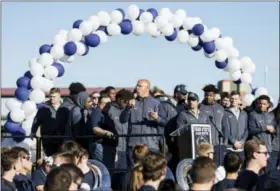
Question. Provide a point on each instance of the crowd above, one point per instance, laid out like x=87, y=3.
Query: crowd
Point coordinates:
x=250, y=135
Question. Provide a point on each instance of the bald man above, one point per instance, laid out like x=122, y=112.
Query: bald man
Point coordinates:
x=143, y=117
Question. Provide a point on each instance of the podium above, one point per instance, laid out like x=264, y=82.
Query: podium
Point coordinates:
x=189, y=137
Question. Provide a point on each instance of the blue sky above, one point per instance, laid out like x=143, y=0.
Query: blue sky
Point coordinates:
x=254, y=28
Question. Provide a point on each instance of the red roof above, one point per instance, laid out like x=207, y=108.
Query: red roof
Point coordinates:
x=9, y=92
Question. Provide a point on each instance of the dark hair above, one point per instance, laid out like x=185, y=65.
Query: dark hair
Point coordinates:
x=55, y=90
x=124, y=94
x=76, y=87
x=108, y=89
x=203, y=170
x=58, y=179
x=232, y=162
x=210, y=88
x=225, y=95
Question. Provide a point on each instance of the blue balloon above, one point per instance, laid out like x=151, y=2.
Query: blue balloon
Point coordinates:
x=92, y=40
x=11, y=127
x=28, y=74
x=198, y=29
x=140, y=13
x=20, y=133
x=70, y=48
x=24, y=82
x=126, y=27
x=221, y=65
x=237, y=81
x=197, y=48
x=45, y=49
x=22, y=94
x=153, y=12
x=60, y=68
x=209, y=47
x=172, y=37
x=122, y=11
x=77, y=23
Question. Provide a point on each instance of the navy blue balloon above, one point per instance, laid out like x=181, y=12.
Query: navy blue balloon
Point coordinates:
x=126, y=27
x=153, y=12
x=172, y=37
x=122, y=11
x=209, y=47
x=197, y=48
x=237, y=81
x=60, y=68
x=77, y=23
x=92, y=40
x=221, y=65
x=198, y=29
x=11, y=127
x=70, y=48
x=22, y=94
x=140, y=13
x=46, y=48
x=20, y=133
x=24, y=82
x=28, y=74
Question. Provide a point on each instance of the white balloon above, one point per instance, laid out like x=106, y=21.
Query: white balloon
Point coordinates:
x=86, y=27
x=133, y=12
x=246, y=78
x=193, y=40
x=233, y=65
x=221, y=55
x=116, y=16
x=13, y=103
x=114, y=29
x=29, y=107
x=160, y=22
x=59, y=40
x=261, y=91
x=183, y=36
x=81, y=49
x=37, y=70
x=181, y=13
x=95, y=22
x=176, y=21
x=104, y=17
x=17, y=115
x=235, y=75
x=45, y=60
x=168, y=29
x=146, y=17
x=232, y=52
x=247, y=65
x=37, y=95
x=37, y=82
x=166, y=12
x=138, y=27
x=32, y=61
x=248, y=99
x=51, y=72
x=74, y=35
x=57, y=51
x=102, y=35
x=152, y=29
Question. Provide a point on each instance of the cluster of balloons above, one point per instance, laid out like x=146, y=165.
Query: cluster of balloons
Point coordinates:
x=91, y=32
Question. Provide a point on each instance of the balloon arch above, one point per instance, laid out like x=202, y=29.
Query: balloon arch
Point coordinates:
x=86, y=34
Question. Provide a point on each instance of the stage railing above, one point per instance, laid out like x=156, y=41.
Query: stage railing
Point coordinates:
x=39, y=141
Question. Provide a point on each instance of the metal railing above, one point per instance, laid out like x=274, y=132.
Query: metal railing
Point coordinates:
x=39, y=141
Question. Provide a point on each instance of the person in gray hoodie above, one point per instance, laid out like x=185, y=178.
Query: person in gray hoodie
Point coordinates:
x=262, y=124
x=215, y=113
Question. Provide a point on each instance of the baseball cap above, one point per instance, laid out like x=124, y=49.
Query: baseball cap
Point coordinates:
x=181, y=88
x=192, y=95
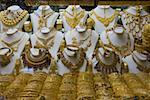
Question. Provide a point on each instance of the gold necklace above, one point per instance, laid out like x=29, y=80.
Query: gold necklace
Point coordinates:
x=82, y=42
x=141, y=67
x=40, y=61
x=74, y=20
x=106, y=68
x=12, y=22
x=136, y=22
x=70, y=65
x=105, y=21
x=43, y=19
x=123, y=50
x=45, y=43
x=13, y=45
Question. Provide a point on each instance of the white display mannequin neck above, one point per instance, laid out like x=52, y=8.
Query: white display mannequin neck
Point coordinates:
x=133, y=10
x=14, y=8
x=76, y=8
x=104, y=11
x=44, y=8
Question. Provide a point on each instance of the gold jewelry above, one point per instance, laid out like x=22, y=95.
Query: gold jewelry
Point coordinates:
x=40, y=61
x=142, y=68
x=74, y=20
x=105, y=21
x=5, y=59
x=12, y=22
x=123, y=50
x=70, y=65
x=106, y=68
x=136, y=22
x=43, y=19
x=14, y=43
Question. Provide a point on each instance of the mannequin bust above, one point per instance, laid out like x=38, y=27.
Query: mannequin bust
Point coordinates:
x=139, y=61
x=44, y=16
x=72, y=16
x=118, y=39
x=48, y=38
x=103, y=17
x=16, y=41
x=86, y=38
x=15, y=15
x=134, y=18
x=71, y=59
x=107, y=61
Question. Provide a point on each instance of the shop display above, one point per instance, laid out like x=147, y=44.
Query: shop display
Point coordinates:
x=107, y=61
x=102, y=87
x=74, y=54
x=72, y=16
x=134, y=18
x=68, y=89
x=85, y=38
x=13, y=17
x=12, y=44
x=103, y=17
x=138, y=60
x=118, y=39
x=52, y=83
x=44, y=16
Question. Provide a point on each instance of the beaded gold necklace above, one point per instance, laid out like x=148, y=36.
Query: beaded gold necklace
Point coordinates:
x=74, y=20
x=105, y=21
x=14, y=21
x=70, y=65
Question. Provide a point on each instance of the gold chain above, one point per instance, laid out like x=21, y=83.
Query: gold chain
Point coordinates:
x=12, y=22
x=74, y=21
x=105, y=21
x=70, y=65
x=118, y=49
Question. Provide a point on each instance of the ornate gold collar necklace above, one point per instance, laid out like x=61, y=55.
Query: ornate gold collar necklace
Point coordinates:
x=14, y=21
x=40, y=61
x=74, y=20
x=70, y=65
x=105, y=21
x=141, y=67
x=123, y=50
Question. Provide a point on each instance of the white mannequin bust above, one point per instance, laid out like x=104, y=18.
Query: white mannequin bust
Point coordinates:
x=50, y=17
x=118, y=38
x=103, y=12
x=17, y=41
x=71, y=55
x=69, y=12
x=132, y=25
x=86, y=39
x=14, y=9
x=136, y=58
x=52, y=36
x=107, y=57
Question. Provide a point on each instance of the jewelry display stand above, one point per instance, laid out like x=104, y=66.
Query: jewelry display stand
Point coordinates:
x=44, y=16
x=104, y=17
x=15, y=18
x=15, y=40
x=72, y=16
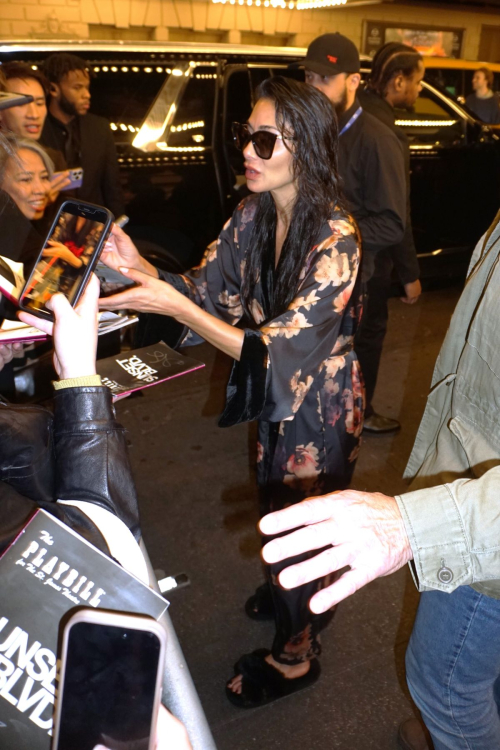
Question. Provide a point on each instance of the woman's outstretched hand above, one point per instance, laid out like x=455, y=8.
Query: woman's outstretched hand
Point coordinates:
x=151, y=295
x=74, y=331
x=366, y=529
x=119, y=251
x=8, y=352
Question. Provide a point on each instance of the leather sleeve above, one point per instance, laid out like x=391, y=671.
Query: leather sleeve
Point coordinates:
x=81, y=454
x=91, y=453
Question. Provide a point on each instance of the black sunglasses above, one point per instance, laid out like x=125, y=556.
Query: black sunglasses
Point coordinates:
x=263, y=141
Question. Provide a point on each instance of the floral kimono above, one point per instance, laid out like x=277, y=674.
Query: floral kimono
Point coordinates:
x=298, y=376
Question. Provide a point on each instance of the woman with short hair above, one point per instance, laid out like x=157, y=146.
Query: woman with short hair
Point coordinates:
x=25, y=174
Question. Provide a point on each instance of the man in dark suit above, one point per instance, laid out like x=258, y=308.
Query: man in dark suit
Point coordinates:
x=84, y=139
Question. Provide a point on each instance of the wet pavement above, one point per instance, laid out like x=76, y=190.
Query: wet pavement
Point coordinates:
x=199, y=511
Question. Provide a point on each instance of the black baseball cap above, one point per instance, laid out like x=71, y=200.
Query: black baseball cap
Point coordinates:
x=8, y=100
x=330, y=54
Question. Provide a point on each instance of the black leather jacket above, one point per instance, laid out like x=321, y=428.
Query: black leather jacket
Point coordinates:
x=77, y=453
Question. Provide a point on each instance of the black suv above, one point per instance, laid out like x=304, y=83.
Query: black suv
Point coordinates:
x=171, y=106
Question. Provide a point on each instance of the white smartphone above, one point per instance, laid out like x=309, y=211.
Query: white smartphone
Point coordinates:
x=110, y=682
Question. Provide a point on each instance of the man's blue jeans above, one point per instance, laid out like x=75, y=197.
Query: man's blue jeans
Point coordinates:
x=453, y=668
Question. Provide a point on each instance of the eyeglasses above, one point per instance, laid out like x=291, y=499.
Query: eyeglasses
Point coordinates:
x=263, y=141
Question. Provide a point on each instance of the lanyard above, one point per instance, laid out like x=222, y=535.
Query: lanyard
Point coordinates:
x=351, y=121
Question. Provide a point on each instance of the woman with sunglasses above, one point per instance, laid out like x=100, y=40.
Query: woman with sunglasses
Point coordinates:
x=277, y=292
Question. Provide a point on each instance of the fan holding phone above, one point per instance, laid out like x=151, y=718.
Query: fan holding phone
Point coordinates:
x=68, y=257
x=83, y=407
x=110, y=684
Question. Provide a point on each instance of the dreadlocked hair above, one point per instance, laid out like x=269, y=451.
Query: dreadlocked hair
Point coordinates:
x=306, y=118
x=391, y=60
x=58, y=65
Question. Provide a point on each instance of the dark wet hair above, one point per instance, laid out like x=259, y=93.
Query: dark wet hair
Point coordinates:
x=58, y=65
x=307, y=116
x=24, y=72
x=391, y=60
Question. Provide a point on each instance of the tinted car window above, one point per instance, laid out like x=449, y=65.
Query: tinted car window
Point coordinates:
x=431, y=122
x=451, y=80
x=169, y=189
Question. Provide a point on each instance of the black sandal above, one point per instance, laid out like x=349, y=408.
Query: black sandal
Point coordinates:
x=260, y=605
x=263, y=684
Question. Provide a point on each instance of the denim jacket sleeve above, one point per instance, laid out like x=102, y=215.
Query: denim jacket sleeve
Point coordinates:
x=454, y=533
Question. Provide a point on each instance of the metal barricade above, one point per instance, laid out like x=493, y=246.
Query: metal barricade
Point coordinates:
x=179, y=692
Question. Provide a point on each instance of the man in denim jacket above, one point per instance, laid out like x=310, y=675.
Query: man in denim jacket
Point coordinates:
x=447, y=527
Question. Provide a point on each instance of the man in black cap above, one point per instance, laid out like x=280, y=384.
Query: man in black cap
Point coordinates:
x=371, y=161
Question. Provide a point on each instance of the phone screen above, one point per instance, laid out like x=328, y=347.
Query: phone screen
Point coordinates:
x=109, y=688
x=63, y=262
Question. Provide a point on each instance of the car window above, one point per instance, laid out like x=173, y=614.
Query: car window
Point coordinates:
x=169, y=184
x=192, y=124
x=237, y=108
x=124, y=94
x=452, y=80
x=431, y=122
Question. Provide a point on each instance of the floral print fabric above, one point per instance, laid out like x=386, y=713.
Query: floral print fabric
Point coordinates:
x=306, y=387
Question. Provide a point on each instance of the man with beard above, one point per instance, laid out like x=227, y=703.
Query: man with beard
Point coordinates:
x=395, y=83
x=371, y=161
x=84, y=139
x=371, y=165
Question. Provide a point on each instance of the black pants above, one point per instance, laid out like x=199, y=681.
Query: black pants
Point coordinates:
x=369, y=340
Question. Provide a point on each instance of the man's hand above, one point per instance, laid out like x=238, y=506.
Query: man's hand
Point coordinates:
x=367, y=532
x=74, y=332
x=413, y=290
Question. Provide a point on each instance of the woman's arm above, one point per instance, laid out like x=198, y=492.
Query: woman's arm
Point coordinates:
x=155, y=296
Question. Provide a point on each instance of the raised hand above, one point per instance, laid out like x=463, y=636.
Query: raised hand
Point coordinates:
x=74, y=331
x=367, y=533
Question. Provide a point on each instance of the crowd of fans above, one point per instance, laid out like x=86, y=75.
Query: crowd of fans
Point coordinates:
x=280, y=292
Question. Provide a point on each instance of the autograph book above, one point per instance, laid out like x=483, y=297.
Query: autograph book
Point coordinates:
x=47, y=571
x=140, y=368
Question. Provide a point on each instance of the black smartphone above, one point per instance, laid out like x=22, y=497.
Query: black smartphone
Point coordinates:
x=110, y=682
x=68, y=257
x=76, y=177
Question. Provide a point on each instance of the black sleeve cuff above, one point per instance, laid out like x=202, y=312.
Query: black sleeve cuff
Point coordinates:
x=86, y=405
x=246, y=390
x=174, y=280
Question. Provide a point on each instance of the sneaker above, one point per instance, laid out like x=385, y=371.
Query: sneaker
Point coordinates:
x=377, y=424
x=413, y=735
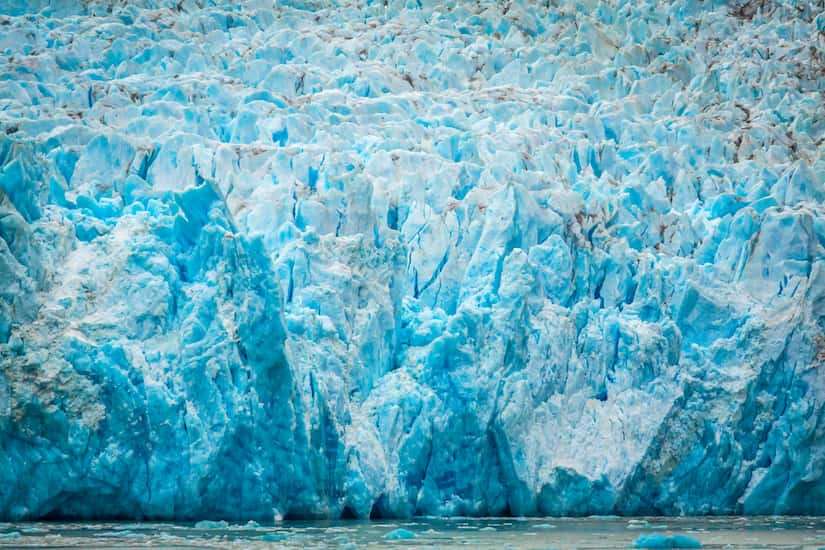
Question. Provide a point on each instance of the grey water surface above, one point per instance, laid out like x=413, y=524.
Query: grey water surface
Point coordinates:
x=562, y=533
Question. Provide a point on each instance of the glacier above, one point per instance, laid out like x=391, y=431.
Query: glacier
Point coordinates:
x=313, y=259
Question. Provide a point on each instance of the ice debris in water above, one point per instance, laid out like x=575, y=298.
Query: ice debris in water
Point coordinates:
x=664, y=541
x=207, y=524
x=373, y=259
x=399, y=534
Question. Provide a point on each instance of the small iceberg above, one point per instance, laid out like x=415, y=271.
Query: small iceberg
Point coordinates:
x=208, y=524
x=399, y=534
x=664, y=541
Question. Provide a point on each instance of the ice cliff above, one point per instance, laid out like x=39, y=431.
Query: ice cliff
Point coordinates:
x=395, y=258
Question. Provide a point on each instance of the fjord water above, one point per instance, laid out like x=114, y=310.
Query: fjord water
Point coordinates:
x=515, y=533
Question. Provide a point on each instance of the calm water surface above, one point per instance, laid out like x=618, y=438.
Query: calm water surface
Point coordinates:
x=717, y=532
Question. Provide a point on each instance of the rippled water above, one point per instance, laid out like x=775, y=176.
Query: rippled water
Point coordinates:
x=727, y=532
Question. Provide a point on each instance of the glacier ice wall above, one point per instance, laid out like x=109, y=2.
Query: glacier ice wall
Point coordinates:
x=388, y=258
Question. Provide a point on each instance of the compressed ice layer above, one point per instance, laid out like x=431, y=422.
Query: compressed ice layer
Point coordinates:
x=396, y=258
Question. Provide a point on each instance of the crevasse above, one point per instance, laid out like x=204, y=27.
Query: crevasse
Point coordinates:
x=382, y=259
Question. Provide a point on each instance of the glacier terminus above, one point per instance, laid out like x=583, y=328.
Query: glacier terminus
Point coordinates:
x=323, y=259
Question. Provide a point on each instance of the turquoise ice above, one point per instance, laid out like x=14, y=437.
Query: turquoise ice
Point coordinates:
x=361, y=259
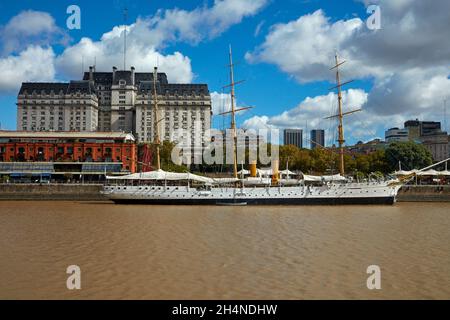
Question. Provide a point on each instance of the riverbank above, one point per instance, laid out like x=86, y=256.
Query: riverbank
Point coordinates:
x=70, y=192
x=91, y=192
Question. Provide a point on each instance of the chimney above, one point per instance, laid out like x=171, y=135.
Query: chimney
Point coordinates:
x=132, y=76
x=91, y=74
x=114, y=73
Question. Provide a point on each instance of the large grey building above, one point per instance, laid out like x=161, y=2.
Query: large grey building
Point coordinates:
x=293, y=137
x=116, y=101
x=57, y=107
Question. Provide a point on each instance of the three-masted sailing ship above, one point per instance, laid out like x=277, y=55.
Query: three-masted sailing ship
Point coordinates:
x=161, y=187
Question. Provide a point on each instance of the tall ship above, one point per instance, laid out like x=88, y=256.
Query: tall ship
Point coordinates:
x=162, y=187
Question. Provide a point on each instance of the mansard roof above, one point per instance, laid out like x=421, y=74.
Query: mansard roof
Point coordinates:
x=174, y=88
x=57, y=88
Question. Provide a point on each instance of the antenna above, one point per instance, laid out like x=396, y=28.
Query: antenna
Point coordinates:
x=125, y=16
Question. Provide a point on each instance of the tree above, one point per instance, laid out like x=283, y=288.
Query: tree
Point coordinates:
x=410, y=154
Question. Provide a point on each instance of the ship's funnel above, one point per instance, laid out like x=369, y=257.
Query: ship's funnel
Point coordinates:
x=275, y=171
x=253, y=171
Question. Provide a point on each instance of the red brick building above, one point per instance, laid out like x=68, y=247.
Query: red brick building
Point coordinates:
x=67, y=147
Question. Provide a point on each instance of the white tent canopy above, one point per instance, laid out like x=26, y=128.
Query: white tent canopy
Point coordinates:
x=430, y=172
x=287, y=172
x=163, y=175
x=336, y=177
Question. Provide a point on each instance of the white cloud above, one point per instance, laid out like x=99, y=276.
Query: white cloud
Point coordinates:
x=108, y=52
x=27, y=27
x=407, y=59
x=145, y=40
x=203, y=22
x=310, y=113
x=33, y=64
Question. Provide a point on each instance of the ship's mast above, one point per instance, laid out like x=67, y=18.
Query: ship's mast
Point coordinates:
x=233, y=116
x=157, y=141
x=341, y=139
x=340, y=115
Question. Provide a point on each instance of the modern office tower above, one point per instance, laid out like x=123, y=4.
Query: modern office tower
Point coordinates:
x=293, y=137
x=317, y=138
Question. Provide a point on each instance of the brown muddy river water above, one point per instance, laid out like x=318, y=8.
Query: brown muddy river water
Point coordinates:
x=170, y=252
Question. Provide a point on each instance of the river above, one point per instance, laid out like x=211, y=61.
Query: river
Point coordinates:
x=189, y=252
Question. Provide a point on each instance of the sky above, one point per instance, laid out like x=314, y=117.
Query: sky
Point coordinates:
x=283, y=50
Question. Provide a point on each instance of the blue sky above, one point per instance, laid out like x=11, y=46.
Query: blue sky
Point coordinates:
x=283, y=50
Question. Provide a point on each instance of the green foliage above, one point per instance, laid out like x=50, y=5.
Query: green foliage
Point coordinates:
x=410, y=154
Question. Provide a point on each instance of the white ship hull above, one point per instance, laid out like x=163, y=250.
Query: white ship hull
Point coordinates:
x=333, y=194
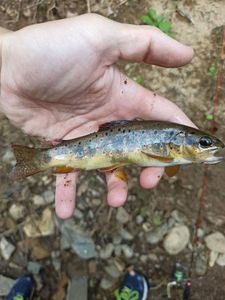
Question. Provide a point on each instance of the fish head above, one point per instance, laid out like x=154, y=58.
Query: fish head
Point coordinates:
x=197, y=146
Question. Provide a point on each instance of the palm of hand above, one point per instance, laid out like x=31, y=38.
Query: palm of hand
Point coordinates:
x=60, y=81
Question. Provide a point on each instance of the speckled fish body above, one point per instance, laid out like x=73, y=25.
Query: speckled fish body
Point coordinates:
x=142, y=143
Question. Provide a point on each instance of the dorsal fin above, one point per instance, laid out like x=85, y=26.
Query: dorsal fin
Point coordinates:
x=113, y=124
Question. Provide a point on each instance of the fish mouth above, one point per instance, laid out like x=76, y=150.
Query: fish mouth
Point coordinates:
x=214, y=159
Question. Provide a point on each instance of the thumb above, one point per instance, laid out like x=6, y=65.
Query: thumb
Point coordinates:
x=148, y=44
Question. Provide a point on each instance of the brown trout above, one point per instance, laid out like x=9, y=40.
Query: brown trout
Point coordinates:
x=121, y=143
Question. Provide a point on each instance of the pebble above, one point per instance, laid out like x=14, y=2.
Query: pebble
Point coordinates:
x=122, y=215
x=127, y=251
x=34, y=267
x=221, y=260
x=74, y=237
x=126, y=235
x=107, y=251
x=6, y=248
x=107, y=283
x=212, y=258
x=177, y=239
x=5, y=285
x=40, y=227
x=139, y=219
x=200, y=266
x=157, y=234
x=17, y=211
x=118, y=250
x=216, y=242
x=112, y=271
x=117, y=239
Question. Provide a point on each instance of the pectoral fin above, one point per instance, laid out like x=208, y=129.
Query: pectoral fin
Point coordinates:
x=172, y=171
x=159, y=158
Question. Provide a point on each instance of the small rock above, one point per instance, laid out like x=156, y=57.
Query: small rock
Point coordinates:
x=216, y=242
x=144, y=258
x=112, y=271
x=34, y=267
x=127, y=251
x=78, y=214
x=76, y=238
x=157, y=234
x=177, y=239
x=5, y=285
x=139, y=219
x=146, y=226
x=117, y=239
x=40, y=227
x=118, y=250
x=122, y=215
x=200, y=233
x=126, y=235
x=200, y=266
x=56, y=262
x=17, y=211
x=107, y=251
x=221, y=260
x=212, y=258
x=6, y=248
x=107, y=283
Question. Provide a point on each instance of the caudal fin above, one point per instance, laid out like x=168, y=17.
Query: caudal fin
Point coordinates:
x=26, y=162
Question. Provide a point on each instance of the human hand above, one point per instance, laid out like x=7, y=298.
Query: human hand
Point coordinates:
x=59, y=80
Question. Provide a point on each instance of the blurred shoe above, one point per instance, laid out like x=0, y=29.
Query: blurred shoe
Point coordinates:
x=23, y=289
x=134, y=287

_____

* **WHAT NEEDS TO BE DONE**:
Can you write out verbatim the lines of the entries between the ones holding "Question. Provide a point on each instance of the podium" and "x=225, y=95", both included?

* **TASK RESPONSE**:
Question. Provide a point on each instance of the podium above, one point per instance, laid out like x=264, y=82.
Query: podium
Point coordinates:
x=189, y=137
Question. Provide a point on each instance of the blue sky above, one point per instance, laid out like x=143, y=0.
Query: blue sky
Point coordinates:
x=254, y=28
Question. Provide a point on each instance of the red roof above, one point per instance, laid out like x=207, y=108.
Query: red roof
Point coordinates:
x=9, y=92
Question. Provide a point on each instance of the dark hair above, one point per instance, laid out like x=185, y=65.
Query: dark hair
Point coordinates:
x=55, y=90
x=124, y=94
x=76, y=87
x=108, y=89
x=203, y=170
x=58, y=179
x=232, y=162
x=210, y=88
x=225, y=95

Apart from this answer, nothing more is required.